Zitat
woher hat der Leser genau die Information über "mehr und anderes ist, als der Text erzählt"?
Ich als Leser habe den Text, als Informationquelle, sonst nichts.
Stell Dir vor, Du kommst an eine Kreuzung. Dort stehen zwei zerbeulte Autos einander gegenüber. Die Front-Stoßstangen berühren sich, zwei Personen sitzen leichenblass auf den Vordersitzen. Was denkst Du?
a) Bei einem Unfall an einer Kreuzung sind zwei Fahrzeuge frontal kollidiert und zwei Fahrer haben dabei einen Schock oder Verletzungen erlitten.
b) Zwei Autos wurden von einem Schrottplatz geholt und auf der Kreuzung Stoßstange and Stoßstange geparkt. Zwei Junkies sind zufällig vorbeigekommen und haben gedacht, sie könnten sich auf den Vordersitzen ausruhen.
c) Es gibt keine Autos. Es handelt sich um eine Illusion, die von zwei Aliens erzeugt wurde, die sich selbst die Gestalt von Menschen gegeben haben und darauf warten, dass Du näher kommst, um Dich zu fressen.

------------

Arbeitsaufträge:
(a) Welche Beobachtungen an der Kreuzung beschreibt der Textausschnitt, bevor die drei Deutungen folgen? Zähle alle auf.
(b) Schreibe aus dem Textausschnitt den Teil ab, der bei den Worten „a) Bei einem“ beginnt. Hör nach „Dich zu fressen.“ auf.

Datensätze:

------------

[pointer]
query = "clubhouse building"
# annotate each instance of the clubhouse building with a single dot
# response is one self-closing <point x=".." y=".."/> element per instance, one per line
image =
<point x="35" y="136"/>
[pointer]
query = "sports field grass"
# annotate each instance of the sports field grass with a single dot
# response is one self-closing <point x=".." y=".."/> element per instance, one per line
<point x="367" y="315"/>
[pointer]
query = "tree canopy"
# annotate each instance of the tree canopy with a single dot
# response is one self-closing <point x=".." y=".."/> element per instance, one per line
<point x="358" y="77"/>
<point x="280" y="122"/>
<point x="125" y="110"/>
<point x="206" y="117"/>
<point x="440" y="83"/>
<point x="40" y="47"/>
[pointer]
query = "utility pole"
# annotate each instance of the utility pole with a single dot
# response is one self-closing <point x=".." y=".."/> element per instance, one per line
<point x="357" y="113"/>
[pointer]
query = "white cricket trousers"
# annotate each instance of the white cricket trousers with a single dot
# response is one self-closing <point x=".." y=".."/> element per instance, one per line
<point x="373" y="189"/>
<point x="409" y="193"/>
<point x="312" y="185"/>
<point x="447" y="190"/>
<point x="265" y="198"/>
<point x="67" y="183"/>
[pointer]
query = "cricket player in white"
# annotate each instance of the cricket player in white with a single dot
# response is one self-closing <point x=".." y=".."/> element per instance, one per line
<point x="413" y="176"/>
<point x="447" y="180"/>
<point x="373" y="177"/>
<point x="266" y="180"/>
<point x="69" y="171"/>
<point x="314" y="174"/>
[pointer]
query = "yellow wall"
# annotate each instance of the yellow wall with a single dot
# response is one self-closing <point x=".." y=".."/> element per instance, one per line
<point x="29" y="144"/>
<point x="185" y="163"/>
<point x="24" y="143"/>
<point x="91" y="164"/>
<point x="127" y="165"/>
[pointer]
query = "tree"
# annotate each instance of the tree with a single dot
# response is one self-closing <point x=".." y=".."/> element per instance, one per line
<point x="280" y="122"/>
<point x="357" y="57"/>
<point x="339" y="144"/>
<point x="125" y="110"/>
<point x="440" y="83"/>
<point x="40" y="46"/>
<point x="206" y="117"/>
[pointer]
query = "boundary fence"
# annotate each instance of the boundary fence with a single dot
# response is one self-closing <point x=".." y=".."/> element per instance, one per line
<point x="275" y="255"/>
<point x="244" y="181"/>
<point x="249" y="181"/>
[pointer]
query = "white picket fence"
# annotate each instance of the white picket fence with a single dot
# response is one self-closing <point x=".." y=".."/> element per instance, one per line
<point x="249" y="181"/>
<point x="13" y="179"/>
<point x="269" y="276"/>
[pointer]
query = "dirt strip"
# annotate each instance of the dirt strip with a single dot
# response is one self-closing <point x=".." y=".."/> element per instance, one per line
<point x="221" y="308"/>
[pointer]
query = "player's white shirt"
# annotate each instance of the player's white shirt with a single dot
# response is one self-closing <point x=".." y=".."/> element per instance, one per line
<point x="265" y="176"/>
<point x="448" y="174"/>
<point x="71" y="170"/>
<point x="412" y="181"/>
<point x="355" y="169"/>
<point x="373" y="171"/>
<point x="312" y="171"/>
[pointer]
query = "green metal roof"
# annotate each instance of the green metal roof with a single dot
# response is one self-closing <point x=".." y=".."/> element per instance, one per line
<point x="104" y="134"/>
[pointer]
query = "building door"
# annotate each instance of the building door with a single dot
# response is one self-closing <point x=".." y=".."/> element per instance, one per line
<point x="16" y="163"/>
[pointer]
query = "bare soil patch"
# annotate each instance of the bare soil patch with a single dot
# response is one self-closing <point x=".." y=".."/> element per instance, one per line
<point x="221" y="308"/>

------------

Antworten:
(a)
- Zwei zerbeulte Autos stehen einander gegenüber.
- Die Front-Stoßstangen berühren sich.
- Zwei Personen sitzen leichenblass auf den Vordersitzen.

(b)
a) Bei einem Unfall an einer Kreuzung sind zwei Fahrzeuge frontal kollidiert und zwei Fahrer haben dabei einen Schock oder Verletzungen erlitten.
b) Zwei Autos wurden von einem Schrottplatz geholt und auf der Kreuzung Stoßstange and Stoßstange geparkt. Zwei Junkies sind zufällig vorbeigekommen und haben gedacht, sie könnten sich auf den Vordersitzen ausruhen.
c) Es gibt keine Autos. Es handelt sich um eine Illusion, die von zwei Aliens erzeugt wurde, die sich selbst die Gestalt von Menschen gegeben haben und darauf warten, dass Du näher kommst, um Dich zu fressen.